**SET TASK:** Rewrite the rows below with every "drop a marker" changed to "place a pin" and nothing else altered, and leave the pictures out of your answer.

Data records:

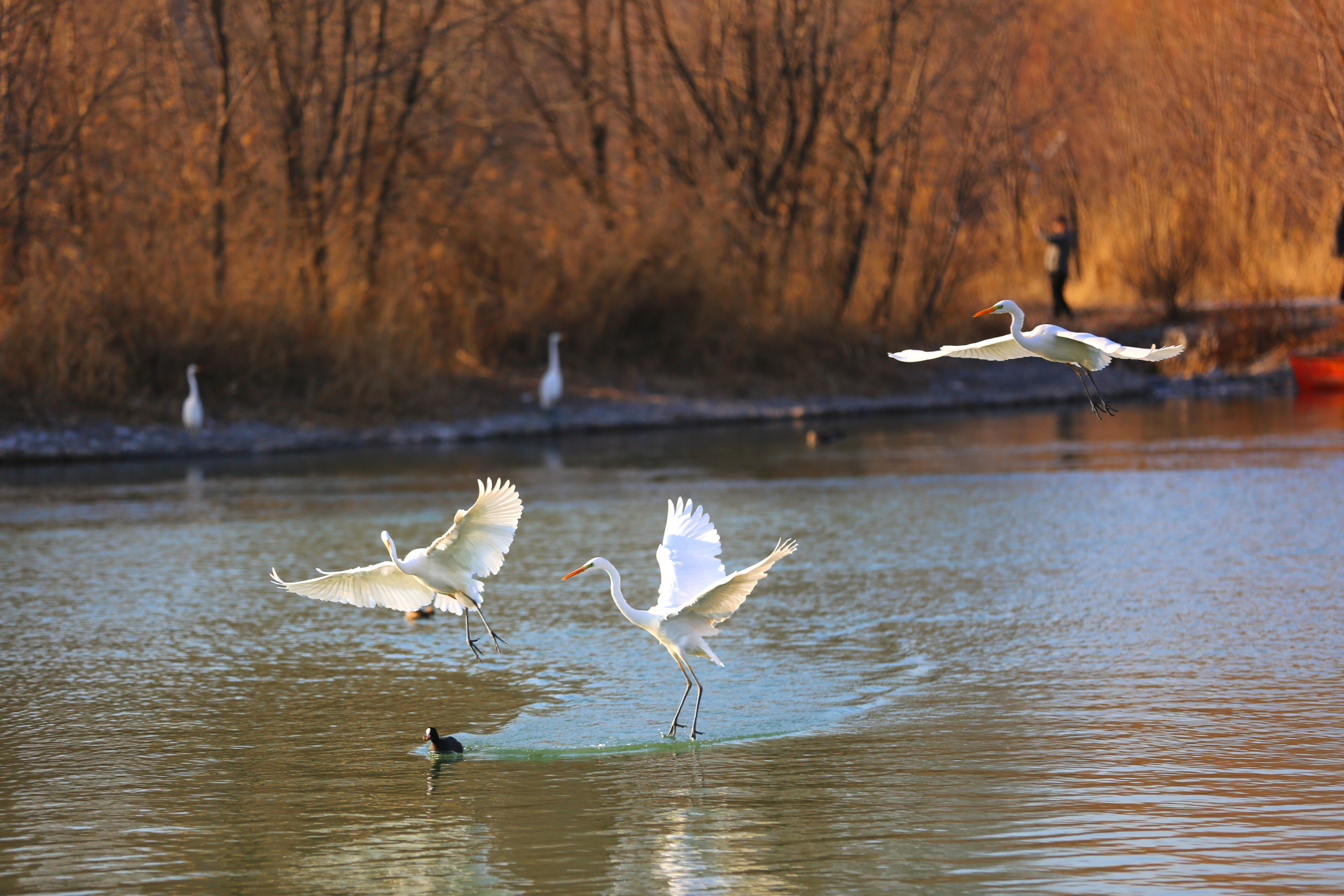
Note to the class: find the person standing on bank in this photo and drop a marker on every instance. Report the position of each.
(1339, 244)
(1059, 245)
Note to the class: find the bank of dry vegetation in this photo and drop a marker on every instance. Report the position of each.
(384, 206)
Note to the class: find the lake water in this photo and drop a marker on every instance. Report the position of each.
(1025, 652)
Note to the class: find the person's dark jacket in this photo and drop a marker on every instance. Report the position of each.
(1057, 251)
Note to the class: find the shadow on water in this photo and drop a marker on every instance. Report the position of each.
(1022, 652)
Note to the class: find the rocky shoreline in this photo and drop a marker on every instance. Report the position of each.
(955, 390)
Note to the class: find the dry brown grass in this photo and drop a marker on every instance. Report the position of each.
(388, 220)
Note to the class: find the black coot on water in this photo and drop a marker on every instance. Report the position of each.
(441, 745)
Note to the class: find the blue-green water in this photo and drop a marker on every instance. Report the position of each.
(1015, 653)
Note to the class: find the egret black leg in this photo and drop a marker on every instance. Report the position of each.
(470, 641)
(1092, 402)
(678, 713)
(699, 692)
(495, 638)
(1105, 405)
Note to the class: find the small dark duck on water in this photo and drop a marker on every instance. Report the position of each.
(441, 745)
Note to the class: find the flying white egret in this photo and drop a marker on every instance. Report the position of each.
(1084, 352)
(192, 413)
(695, 597)
(441, 574)
(553, 384)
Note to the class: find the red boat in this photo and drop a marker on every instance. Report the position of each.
(1319, 372)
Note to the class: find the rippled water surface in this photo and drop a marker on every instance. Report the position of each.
(1022, 652)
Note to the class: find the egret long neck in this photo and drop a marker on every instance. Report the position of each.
(391, 550)
(1018, 320)
(641, 618)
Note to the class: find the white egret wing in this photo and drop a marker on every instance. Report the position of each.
(482, 536)
(722, 599)
(381, 584)
(1000, 348)
(1116, 349)
(689, 556)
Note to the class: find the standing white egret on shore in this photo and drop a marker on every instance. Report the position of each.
(553, 384)
(695, 597)
(441, 574)
(1084, 352)
(192, 412)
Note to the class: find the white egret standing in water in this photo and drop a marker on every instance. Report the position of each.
(1084, 352)
(695, 597)
(553, 384)
(192, 413)
(441, 574)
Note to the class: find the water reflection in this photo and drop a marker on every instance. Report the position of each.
(1025, 652)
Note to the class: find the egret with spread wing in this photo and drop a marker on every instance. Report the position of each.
(1084, 352)
(695, 597)
(442, 574)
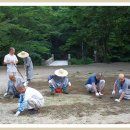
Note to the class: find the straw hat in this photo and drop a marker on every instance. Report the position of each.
(61, 73)
(23, 54)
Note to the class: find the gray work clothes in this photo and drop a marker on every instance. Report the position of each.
(29, 68)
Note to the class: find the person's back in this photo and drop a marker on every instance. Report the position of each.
(127, 82)
(31, 92)
(92, 79)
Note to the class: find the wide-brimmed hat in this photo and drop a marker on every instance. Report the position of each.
(61, 73)
(23, 54)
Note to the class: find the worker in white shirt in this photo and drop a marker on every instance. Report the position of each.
(11, 60)
(30, 99)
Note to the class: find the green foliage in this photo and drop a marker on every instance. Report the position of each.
(75, 61)
(80, 31)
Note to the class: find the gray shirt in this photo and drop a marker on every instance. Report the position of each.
(11, 67)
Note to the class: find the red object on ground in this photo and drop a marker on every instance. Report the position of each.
(58, 90)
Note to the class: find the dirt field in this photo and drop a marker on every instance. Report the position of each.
(78, 107)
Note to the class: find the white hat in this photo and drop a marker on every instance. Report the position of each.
(61, 73)
(23, 54)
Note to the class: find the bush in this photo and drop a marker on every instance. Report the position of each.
(82, 61)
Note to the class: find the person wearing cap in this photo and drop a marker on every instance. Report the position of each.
(95, 84)
(122, 87)
(28, 64)
(12, 83)
(30, 99)
(11, 60)
(59, 80)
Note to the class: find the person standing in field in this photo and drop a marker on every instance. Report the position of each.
(11, 60)
(28, 64)
(122, 88)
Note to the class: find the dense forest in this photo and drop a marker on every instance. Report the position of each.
(79, 31)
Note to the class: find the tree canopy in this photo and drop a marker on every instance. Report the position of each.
(78, 31)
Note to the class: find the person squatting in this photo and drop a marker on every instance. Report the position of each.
(32, 100)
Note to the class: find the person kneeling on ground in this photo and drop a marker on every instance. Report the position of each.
(59, 82)
(30, 99)
(11, 88)
(122, 85)
(95, 84)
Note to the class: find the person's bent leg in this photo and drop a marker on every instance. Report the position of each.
(89, 88)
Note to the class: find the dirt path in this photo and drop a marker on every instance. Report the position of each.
(78, 107)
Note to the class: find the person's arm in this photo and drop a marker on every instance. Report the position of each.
(27, 63)
(122, 96)
(94, 87)
(21, 105)
(16, 60)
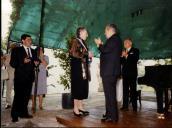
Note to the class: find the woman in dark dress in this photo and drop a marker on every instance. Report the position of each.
(80, 75)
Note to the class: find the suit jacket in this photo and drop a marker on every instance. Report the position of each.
(110, 54)
(129, 64)
(23, 72)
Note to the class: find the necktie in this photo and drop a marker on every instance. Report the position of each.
(28, 53)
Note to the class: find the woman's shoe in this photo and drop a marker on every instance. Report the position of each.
(78, 115)
(85, 113)
(41, 108)
(161, 116)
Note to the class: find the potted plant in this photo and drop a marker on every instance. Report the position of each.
(64, 60)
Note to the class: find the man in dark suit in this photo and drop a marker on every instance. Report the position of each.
(23, 60)
(129, 59)
(110, 68)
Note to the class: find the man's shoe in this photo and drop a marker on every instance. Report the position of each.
(15, 120)
(124, 109)
(26, 116)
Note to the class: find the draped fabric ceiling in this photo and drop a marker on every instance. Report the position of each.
(148, 22)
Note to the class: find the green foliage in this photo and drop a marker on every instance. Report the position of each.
(64, 61)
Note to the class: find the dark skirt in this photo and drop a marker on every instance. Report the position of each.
(79, 86)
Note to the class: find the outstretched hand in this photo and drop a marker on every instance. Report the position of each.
(98, 41)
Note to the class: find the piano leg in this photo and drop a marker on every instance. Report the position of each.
(159, 97)
(166, 100)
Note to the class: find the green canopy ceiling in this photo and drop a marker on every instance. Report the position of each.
(148, 22)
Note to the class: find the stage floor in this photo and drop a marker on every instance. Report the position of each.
(145, 118)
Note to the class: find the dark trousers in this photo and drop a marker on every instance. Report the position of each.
(159, 97)
(129, 90)
(22, 92)
(109, 86)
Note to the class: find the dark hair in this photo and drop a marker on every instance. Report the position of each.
(129, 38)
(37, 49)
(2, 53)
(24, 36)
(79, 30)
(113, 26)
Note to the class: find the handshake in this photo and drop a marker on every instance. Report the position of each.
(98, 41)
(28, 60)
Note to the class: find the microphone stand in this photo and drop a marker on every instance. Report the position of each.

**RESPONSE:**
Note to the class: find the person standing on bank in this photo and place a pin on every instance. Report the position of each.
(1339, 244)
(1059, 245)
Note to the class: find the bank of dry vegetation in this photo and place a pin on every instance. Report the position of each.
(384, 206)
Note to the class: find the lake water in this photo and place a pin on every instance. Report the position of each.
(1025, 652)
Note to the class: find the person's dark jacket in this photo and place a pin on every instance. Report the position of each.
(1057, 251)
Note to the class: find the shadow on water in this photo and place a pin on every instance. Report the position of each.
(1022, 652)
Note to the class: find the rocky shoreline in this photo and place a pin on every instance. Report the position of each.
(955, 390)
Note to the class: find the dry brown grass in this photo and place a pin on every instance. Report the position of each.
(388, 220)
Note to the class: find the black coot on water in this photo and place a pin on every instance. Report the position of each.
(441, 745)
Note to the class: find the blue-green water in this photo and place a pin on every instance. Report the position of each.
(1015, 653)
Note to the class: find the egret black leg in this photo and place a pin on every instance. Report the position of each.
(470, 641)
(1092, 402)
(678, 713)
(699, 692)
(495, 638)
(1105, 405)
Note to the class: find the small dark duck on water in this photo and place a pin on every instance. Report the position of each.
(441, 745)
Note to the class: find the flying white egret in this photo and place a pin on every instance. Report the position of each.
(1084, 352)
(192, 413)
(695, 597)
(441, 574)
(553, 384)
Note to the class: find the red boat in this photo and place a pin on every instance. Report the position of each.
(1319, 372)
Note to the class: find the rippled water surface in this photo and place a pin on every instance. Report the position of each.
(1022, 652)
Note to the class: find the egret long neck in this photo and place a pin on every instance. Report the position of each.
(391, 550)
(1018, 320)
(641, 618)
Note to the class: find the white egret wing in this photo and place a pin on every instance. Report the position of each.
(482, 536)
(722, 599)
(381, 584)
(1000, 348)
(1116, 349)
(689, 556)
Note to the class: find the standing white egret on shore in this photo and place a pin on every instance. Report the position of each.
(553, 384)
(695, 597)
(441, 574)
(1084, 352)
(192, 412)
Note to the class: find the white egret standing in water in this photo and place a pin on every instance. Report the position of each.
(1084, 352)
(695, 597)
(553, 384)
(192, 413)
(441, 574)
Note to the class: find the water reflection in this photo and place a pin on every instance. Report the position of each.
(1025, 652)
Note to the class: find the egret with spread wing in this photo and place a pin on every instance. Report the position of each.
(1084, 352)
(695, 597)
(442, 574)
Note to the class: find the straw hat in this photo and place a pin on every instance. Report the position of each.
(61, 73)
(23, 54)
Note to the class: find the gray work clothes in this photo and place a pin on every instance. Report the position of each.
(29, 68)
Note to the class: find the person's back in this photo and place a pin on every instance. Report the position of each.
(127, 82)
(31, 92)
(92, 79)
Note to the class: find the wide-brimmed hat in this photo and place a pin on every instance. Report the position of each.
(61, 73)
(23, 54)
Note to the class: find the worker in white shirt in this photo and place a pin on every instance. Report the position of each.
(11, 60)
(30, 99)
Note to the class: find the green foliage in this photo and place a pin on every instance. Report the position of each.
(75, 61)
(80, 31)
Note to the class: find the gray shirt in this photo and place a pin on every instance. Report the position of each.
(11, 67)
Note to the class: find the red object on ground in this photo and place a pin on every instance. Report the position of each.
(58, 90)
Note to the class: find the dirt field in this photo and place a pin on every instance. Report the position of each.
(78, 107)
Note to the class: find the white hat in this photo and place a pin on every instance. Report the position of each.
(61, 73)
(23, 54)
Note to the class: find the bush in this photo and place a pin on every instance. Report the position of each.
(82, 61)
Note to the class: find the person wearing cap in this photo and place a pin on every instance. Report the position of each.
(95, 84)
(122, 87)
(28, 64)
(12, 83)
(30, 99)
(11, 60)
(59, 80)
Note to the class: find the person standing in field in this photo and place a pin on every instance. Report the position of each.
(11, 60)
(28, 64)
(122, 88)
Note to the class: find the dense forest in this photo and place a pin on every instance. Report the position of each.
(79, 31)
Note to the class: find the tree canopy in this photo and place a pin on every instance. Report the position of each.
(78, 31)
Note to the class: find the person squatting in this photo and place a pin on every instance. Report the position of each.
(32, 100)
Note to the class: find the person kneeling on ground in this photo and place a pin on every instance. Report the position of each.
(59, 82)
(30, 99)
(11, 88)
(122, 85)
(95, 84)
Note to the class: find the person's bent leg in this photo and place a pin on every instance. Report the position of each.
(89, 88)
Note to the class: find the dirt path in this photo and place a pin on every instance. Report the position of each.
(78, 107)
Note to the class: find the person's arm in this photo and place a pin on every instance. Report the position of each.
(27, 63)
(122, 96)
(94, 87)
(21, 105)
(16, 60)
Note to the class: find the woman in dark dress in this photo and place a pin on every instance. Report the position of each.
(80, 75)
Note to the class: find the suit jacket in this photo and place a pin on every instance. Report the position of each.
(110, 54)
(129, 64)
(23, 72)
Note to the class: find the necktie in this photo and place a pin on every instance. Report the position of each.
(28, 53)
Note to the class: find the woman's shoe in this photo and place a pin on every instance. Report the position of each.
(78, 115)
(85, 113)
(41, 108)
(161, 116)
Note to the class: find the potted plant in this photo and place a pin on every instance. Report the position of each.
(64, 60)
Note to the class: find the man in dark suit in this photo and place a pin on every instance. Report the position of each.
(23, 60)
(129, 59)
(110, 68)
Note to the class: find the man's shoe in this photo and place a pin on every instance. Report the position of each.
(15, 120)
(124, 109)
(26, 116)
Note to the class: find the draped fabric ceiling in this photo and place a pin on every instance. Report the position of each.
(148, 22)
Note to the class: find the green foliage in this photo and place a pin on every instance. Report the position of each.
(64, 61)
Note to the class: find the dark skirt in this photo and place a pin on every instance. Report the position of each.
(79, 86)
Note to the class: find the outstretched hand in this photo and place a pin on every instance. Report the position of each.
(98, 41)
Note to the class: find the piano leg in this photo and place a pin on every instance. Report the position of each.
(159, 97)
(166, 100)
Note to the class: find the green canopy ceiling in this photo and place a pin on every instance. Report the position of each.
(148, 22)
Note to the class: find the stage floor in this photo and place a pin on every instance. Report the position of each.
(145, 118)
Note to the class: find the dark trousers in this photo and place a pin on every instance. Report the position of each.
(159, 97)
(129, 90)
(22, 92)
(109, 86)
Note to the class: find the dark hair in this photo and place a pin on every instance. Report the position of each.
(129, 38)
(37, 49)
(2, 53)
(24, 36)
(79, 30)
(113, 26)
Note to the class: find the handshake in this photo and place a pin on every instance. Report the position of each.
(98, 41)
(28, 60)
Note to the class: find the microphone stand in this photo and place a pin on every instance. Report the position of each.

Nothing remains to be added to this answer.